[Stored dataset items]
....................

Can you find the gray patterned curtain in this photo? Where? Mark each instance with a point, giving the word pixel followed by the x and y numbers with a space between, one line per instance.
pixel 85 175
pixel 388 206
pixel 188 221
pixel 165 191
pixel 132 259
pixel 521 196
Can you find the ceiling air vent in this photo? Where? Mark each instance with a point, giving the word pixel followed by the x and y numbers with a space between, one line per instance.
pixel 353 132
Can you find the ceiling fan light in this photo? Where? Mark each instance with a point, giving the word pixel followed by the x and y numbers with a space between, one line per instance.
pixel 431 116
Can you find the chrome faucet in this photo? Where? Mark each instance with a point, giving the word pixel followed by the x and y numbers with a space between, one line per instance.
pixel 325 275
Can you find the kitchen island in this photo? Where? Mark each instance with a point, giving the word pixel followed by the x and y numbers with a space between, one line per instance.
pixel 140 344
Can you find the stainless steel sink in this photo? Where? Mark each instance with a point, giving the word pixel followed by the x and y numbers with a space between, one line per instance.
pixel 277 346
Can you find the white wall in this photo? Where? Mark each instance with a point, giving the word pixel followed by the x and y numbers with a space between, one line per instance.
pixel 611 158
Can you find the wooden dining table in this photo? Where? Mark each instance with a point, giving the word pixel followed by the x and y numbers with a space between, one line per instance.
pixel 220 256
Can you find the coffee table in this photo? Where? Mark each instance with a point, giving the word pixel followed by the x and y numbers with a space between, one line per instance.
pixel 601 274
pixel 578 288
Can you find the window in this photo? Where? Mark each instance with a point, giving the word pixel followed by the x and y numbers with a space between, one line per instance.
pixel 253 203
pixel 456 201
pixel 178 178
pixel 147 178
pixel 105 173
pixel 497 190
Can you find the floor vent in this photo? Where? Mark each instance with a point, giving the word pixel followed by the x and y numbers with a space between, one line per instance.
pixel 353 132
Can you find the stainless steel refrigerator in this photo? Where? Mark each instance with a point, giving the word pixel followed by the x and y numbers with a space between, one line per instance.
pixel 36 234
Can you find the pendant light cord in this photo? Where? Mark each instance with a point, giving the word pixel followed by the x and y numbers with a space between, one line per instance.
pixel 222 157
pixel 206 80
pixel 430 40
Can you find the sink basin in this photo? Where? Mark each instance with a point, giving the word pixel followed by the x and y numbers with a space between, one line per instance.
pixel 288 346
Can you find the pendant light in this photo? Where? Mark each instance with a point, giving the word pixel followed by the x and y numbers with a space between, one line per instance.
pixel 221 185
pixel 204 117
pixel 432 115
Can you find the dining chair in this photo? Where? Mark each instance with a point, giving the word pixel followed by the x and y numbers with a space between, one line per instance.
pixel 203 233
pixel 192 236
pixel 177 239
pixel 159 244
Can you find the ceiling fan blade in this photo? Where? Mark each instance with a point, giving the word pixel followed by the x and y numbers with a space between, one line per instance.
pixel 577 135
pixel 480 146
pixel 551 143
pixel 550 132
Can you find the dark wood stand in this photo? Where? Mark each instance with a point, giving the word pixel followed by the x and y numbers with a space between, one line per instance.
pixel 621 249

....................

### PROBLEM
Could you put every one of these records into a Markdown table with the columns No. and Line, giving each line its own numbered row and leaving out blank lines?

### RESULT BELOW
| No. | Line |
|---|---|
| 1 | Can you find the gray patterned curtain in this photo? Where? Mark each instance with a point, giving the word pixel followed by the x and y numbers with a space between, one line per instance. |
| 2 | pixel 85 175 |
| 3 | pixel 388 206 |
| 4 | pixel 188 221 |
| 5 | pixel 165 191 |
| 6 | pixel 132 259 |
| 7 | pixel 521 196 |
| 8 | Can you find the ceiling air vent in this photo? Where? Mark each instance with a point, giving the word pixel followed by the x and y numbers with a space between, one line per instance. |
| 9 | pixel 353 132 |
| 10 | Can you find the ceiling fan light in this photo? Where? Mark each instance with a point, giving the word pixel followed by the x and y numbers with a space between, one line per instance. |
| 11 | pixel 431 116 |
| 12 | Can you find the chrome faucet in this photo? Where? Mark each instance with a point, giving the word pixel followed by the x and y numbers with a space between, one line per instance. |
| 13 | pixel 325 275 |
| 14 | Can you find the kitchen island in this photo? Where? Mark each instance with a point, giving the word pixel followed by the x and y numbers with a space between, one line per instance. |
| 15 | pixel 140 344 |
| 16 | Can you find the stainless steel sink in this photo? Where? Mark each instance with a point, giving the word pixel followed by the x and y numbers with a space between, one line per instance. |
| 17 | pixel 277 346 |
| 18 | Can you find the white wall in this photo? Where? Mark each instance with a point, giving the word pixel followed by the x and y numbers with a space between, one line per instance. |
| 19 | pixel 611 158 |
| 20 | Can you find the wooden dining table in this photo? Where? Mark each instance with a point, giving the word pixel followed by the x and y numbers with a space between, one line per instance. |
| 21 | pixel 220 256 |
| 22 | Can you find the coffee table in this photo? Where? Mark each instance with a point, giving the word pixel followed by the x and y numbers with a space between, one line per instance. |
| 23 | pixel 601 274 |
| 24 | pixel 578 288 |
| 25 | Can you find the window in this photo? Where? Mark each instance with a point, giving the word pixel followed by the x and y numbers with a space between, one line per instance. |
| 26 | pixel 253 203 |
| 27 | pixel 456 201 |
| 28 | pixel 178 178 |
| 29 | pixel 147 178 |
| 30 | pixel 105 173 |
| 31 | pixel 497 190 |
| 32 | Can you find the floor vent in this photo? Where? Mark each instance with a point, giving the word pixel followed by the x and y numbers with a space between, one line per instance. |
| 33 | pixel 353 132 |
| 34 | Can you find the stainless steel refrigerator in this photo? Where? Mark each instance with a point, giving the word pixel followed by the x and y numbers with a space between, one line per instance. |
| 35 | pixel 36 234 |
| 36 | Can you find the pendant light cord in this photo? Where? Mark each instance with a point, giving the word pixel followed by the x and y numbers with a space between, one line per instance. |
| 37 | pixel 222 157 |
| 38 | pixel 206 80 |
| 39 | pixel 430 40 |
| 40 | Can you find the sink basin in this photo? Where? Mark each instance with a point, giving the word pixel followed by the x and y numbers with a space between, one line per instance. |
| 41 | pixel 288 346 |
| 42 | Can you find the pendant light in this photo? Where? Mark each instance with a point, giving the word pixel followed by the x and y numbers with a space between, one line per instance. |
| 43 | pixel 221 185 |
| 44 | pixel 204 117 |
| 45 | pixel 432 115 |
| 46 | Can you find the dining chair in this photo? Where? Mark each instance with a point, giving the word pixel followed by the x and y numbers with a space between, one line per instance. |
| 47 | pixel 203 233 |
| 48 | pixel 192 236 |
| 49 | pixel 177 239 |
| 50 | pixel 159 244 |
| 51 | Can you find the ceiling fan blade in this photo? Where? Mark each instance with a point, giving the word pixel followed by the x and y numbers with a space between, one line per instance. |
| 52 | pixel 577 135 |
| 53 | pixel 480 146 |
| 54 | pixel 551 143 |
| 55 | pixel 550 132 |
| 56 | Can you find the dark wood stand in this photo? Where? Mark each instance with a point, giving the word pixel followed by the x and y numbers with a space between, one line per instance. |
| 57 | pixel 621 249 |